Staff Writer
While businesses have seen profits shoot up as Russia’s economy goes from strength to strength, bosses have shown little inclination to share new wealth with the country’s poor, and charitable giving is hit by a tangle of bureaucratic obstacles.
Lev Paneyakh, general director of ASK, a large insurance company, uses the phrase “shadow charity.” This means that the intended benefit of charitable activity is not actually delivered.
“Our company made several attempts to launch charitable projects but we usually found that our potential partners’ enthusiasm soon evaporated because of ridiculous bureaucratic hurdles and absurd legal restrictions,” Paneyakh said. “Sometimes you must either help secretly — to avoid dealing with all sorts of inspectors — or not help at all.”
His company once offered to pay for a microwave oven for a children’s clinic, where the most gravely ill patients were on the top floor and food became cold on the journey up to the ward.
“In the end, the only legitimate solution was for the donors to buy the microwave and bring it to the clinic,” said Tatyana Dolinina, marketing director of ASK. “Not all sponsors will take the trouble to find a solution if they are told their money can’t be accepted.”
State-funded clinics are not allowed to manage the money they receive from donors and are barred from accepting medicines except from state agencies.
“In one clinic the management told me that a payment we offered for medicines for a sick child would be cleared by the state in six months’ time,” recalled Yelena Gracheva, of the St. Petersburg charitable foundation Advita, which specializes in helping children with cancer. “But it was at that very moment that the gravely ill child needed that medicine.”
Liberal politician Yury Tomchin, a member of the Public Chamber which reviews the activities of the legislature and administration, said the elaborate bureaucratic restrictions, meant primarily to catch cheaters, illustrate the level of mistrust between the Russian state and the people.

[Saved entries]
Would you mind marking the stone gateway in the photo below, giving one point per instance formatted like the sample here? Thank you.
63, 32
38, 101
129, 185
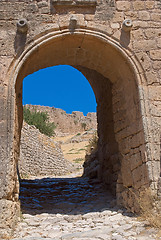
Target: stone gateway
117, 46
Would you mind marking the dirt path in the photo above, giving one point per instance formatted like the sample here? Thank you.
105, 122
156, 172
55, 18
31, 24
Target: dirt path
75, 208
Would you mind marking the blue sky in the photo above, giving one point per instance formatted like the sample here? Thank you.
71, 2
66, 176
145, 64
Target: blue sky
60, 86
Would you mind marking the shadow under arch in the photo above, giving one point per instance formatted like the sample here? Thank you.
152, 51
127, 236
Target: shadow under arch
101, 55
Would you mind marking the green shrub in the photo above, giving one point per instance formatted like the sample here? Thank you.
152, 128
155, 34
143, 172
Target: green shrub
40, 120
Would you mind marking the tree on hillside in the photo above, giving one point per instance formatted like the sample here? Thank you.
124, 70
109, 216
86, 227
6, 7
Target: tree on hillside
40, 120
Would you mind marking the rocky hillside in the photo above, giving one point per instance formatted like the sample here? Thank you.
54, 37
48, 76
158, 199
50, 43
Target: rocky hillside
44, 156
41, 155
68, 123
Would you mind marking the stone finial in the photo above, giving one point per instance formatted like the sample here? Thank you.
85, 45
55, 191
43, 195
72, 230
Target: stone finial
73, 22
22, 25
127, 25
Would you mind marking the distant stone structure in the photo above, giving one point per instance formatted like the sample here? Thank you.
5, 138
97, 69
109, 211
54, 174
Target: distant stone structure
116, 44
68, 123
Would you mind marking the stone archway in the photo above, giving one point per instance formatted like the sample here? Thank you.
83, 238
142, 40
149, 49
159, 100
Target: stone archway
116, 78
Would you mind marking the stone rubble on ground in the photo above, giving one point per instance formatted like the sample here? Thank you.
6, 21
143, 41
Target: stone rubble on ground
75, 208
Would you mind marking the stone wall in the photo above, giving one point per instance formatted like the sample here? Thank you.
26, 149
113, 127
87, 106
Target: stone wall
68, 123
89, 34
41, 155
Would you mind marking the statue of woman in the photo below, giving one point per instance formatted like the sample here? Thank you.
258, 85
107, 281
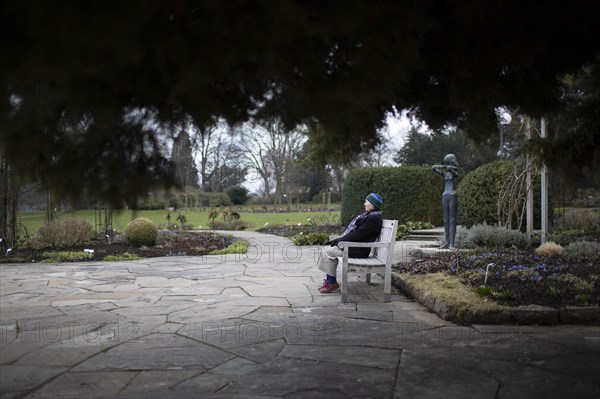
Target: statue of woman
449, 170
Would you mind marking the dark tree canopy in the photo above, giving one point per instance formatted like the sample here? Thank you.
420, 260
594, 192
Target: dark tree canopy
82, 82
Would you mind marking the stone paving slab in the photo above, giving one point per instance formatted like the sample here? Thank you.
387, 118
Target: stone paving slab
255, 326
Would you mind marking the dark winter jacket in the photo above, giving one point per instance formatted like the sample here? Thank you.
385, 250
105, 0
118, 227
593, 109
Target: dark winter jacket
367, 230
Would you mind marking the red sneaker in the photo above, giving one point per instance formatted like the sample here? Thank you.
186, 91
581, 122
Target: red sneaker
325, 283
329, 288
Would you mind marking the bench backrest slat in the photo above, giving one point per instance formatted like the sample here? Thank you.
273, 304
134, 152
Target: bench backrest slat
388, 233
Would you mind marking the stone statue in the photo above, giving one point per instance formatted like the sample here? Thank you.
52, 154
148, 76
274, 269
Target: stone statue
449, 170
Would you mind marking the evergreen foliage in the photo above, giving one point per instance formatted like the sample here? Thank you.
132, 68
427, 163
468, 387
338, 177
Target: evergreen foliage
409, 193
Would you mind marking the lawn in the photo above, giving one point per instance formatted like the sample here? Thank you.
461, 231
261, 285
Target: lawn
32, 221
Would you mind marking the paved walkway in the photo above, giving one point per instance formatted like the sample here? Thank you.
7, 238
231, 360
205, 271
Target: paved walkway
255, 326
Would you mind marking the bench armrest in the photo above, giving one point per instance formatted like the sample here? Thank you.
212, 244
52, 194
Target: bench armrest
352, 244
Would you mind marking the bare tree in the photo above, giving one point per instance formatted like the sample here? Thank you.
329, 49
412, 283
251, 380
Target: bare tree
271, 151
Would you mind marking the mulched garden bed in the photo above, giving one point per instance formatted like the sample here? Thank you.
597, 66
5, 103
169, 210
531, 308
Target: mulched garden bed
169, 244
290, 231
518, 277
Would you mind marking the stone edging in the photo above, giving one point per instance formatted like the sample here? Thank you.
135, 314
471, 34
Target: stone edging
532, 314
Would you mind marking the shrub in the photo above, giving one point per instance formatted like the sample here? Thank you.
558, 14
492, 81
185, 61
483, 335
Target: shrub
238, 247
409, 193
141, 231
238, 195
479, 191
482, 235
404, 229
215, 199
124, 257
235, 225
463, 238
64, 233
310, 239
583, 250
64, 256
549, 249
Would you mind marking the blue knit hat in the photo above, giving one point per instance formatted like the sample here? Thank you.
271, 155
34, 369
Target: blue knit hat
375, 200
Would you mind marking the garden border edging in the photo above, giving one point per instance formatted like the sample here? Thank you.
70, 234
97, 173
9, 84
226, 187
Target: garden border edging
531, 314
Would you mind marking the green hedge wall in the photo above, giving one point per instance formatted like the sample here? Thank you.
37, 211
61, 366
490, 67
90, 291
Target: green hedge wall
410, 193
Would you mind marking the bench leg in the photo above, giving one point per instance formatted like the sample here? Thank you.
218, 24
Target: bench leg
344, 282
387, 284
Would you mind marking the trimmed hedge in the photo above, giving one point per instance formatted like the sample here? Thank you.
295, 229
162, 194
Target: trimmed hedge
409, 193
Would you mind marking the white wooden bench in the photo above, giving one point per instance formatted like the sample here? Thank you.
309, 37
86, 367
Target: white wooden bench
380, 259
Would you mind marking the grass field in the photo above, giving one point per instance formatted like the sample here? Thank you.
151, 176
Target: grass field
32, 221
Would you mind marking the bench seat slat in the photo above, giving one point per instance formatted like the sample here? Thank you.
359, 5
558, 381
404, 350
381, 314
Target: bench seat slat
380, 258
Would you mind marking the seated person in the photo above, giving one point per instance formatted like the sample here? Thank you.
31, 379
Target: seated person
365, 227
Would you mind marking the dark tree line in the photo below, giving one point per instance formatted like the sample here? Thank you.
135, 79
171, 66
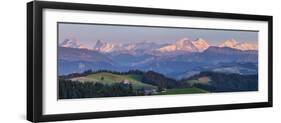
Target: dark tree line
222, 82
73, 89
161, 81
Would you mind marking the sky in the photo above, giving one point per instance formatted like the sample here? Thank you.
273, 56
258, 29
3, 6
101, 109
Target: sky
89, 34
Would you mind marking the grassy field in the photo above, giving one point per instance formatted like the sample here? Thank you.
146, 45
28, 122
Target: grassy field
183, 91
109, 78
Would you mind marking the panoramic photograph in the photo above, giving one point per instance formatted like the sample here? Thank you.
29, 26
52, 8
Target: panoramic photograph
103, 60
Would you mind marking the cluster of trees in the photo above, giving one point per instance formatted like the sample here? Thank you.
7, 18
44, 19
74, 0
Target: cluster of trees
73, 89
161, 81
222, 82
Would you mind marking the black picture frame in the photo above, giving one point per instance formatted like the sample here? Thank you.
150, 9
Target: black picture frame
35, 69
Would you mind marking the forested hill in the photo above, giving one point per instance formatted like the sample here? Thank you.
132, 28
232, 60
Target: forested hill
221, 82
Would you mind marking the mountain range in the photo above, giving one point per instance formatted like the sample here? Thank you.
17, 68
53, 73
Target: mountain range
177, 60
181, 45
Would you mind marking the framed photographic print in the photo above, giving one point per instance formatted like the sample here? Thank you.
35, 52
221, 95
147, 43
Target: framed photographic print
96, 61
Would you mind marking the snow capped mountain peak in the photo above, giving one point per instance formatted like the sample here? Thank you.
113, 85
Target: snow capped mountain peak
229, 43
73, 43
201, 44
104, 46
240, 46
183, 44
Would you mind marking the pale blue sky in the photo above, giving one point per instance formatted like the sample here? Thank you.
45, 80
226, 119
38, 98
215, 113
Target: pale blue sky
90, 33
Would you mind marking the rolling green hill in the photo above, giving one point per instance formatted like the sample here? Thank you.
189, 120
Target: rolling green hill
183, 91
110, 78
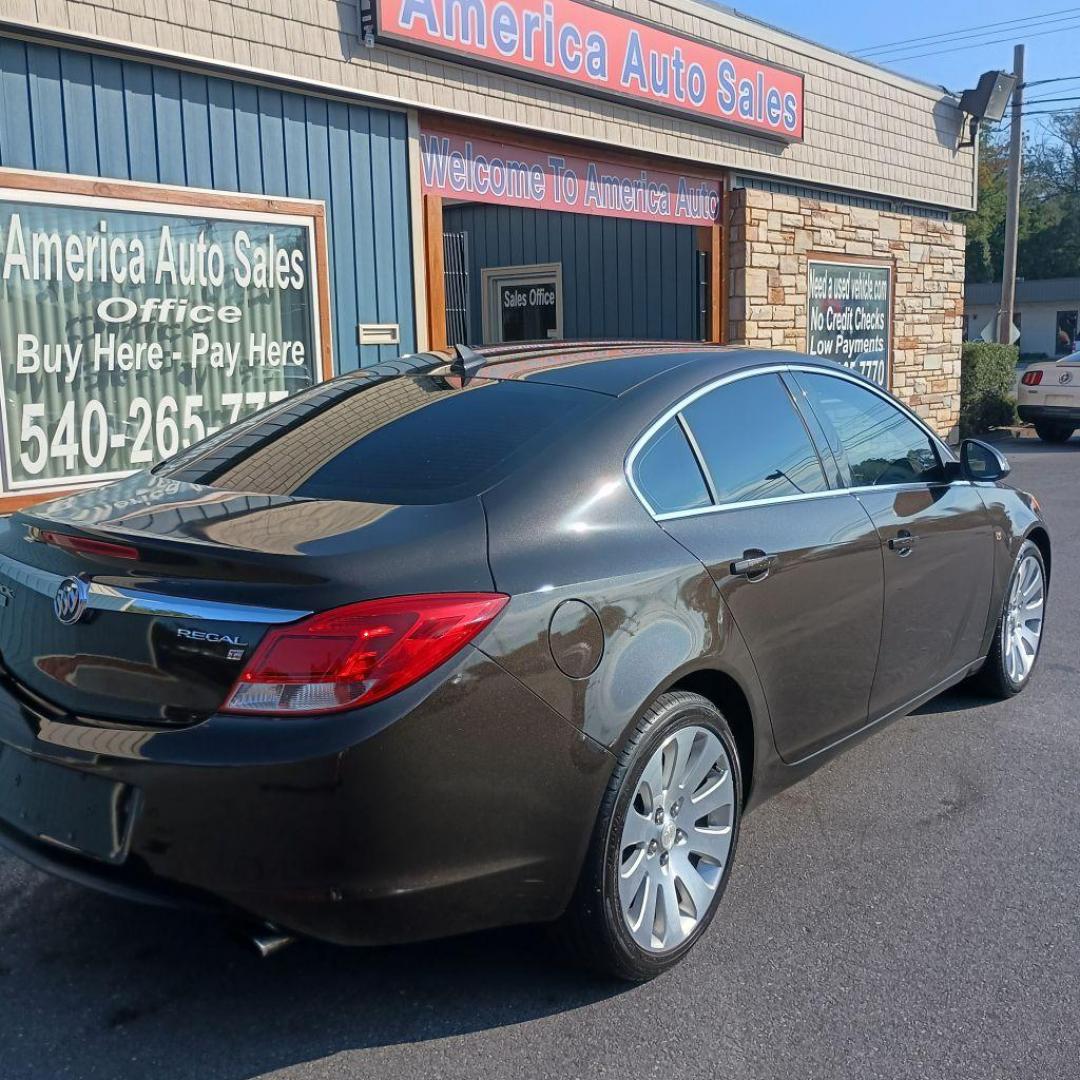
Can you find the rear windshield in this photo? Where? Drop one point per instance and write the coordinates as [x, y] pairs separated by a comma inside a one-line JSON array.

TASK DETAILS
In the article on charitable giving in Russia, what did the insurance company ASK once offer to pay for at a children's clinic?

ANSWER SPACE
A microwave oven.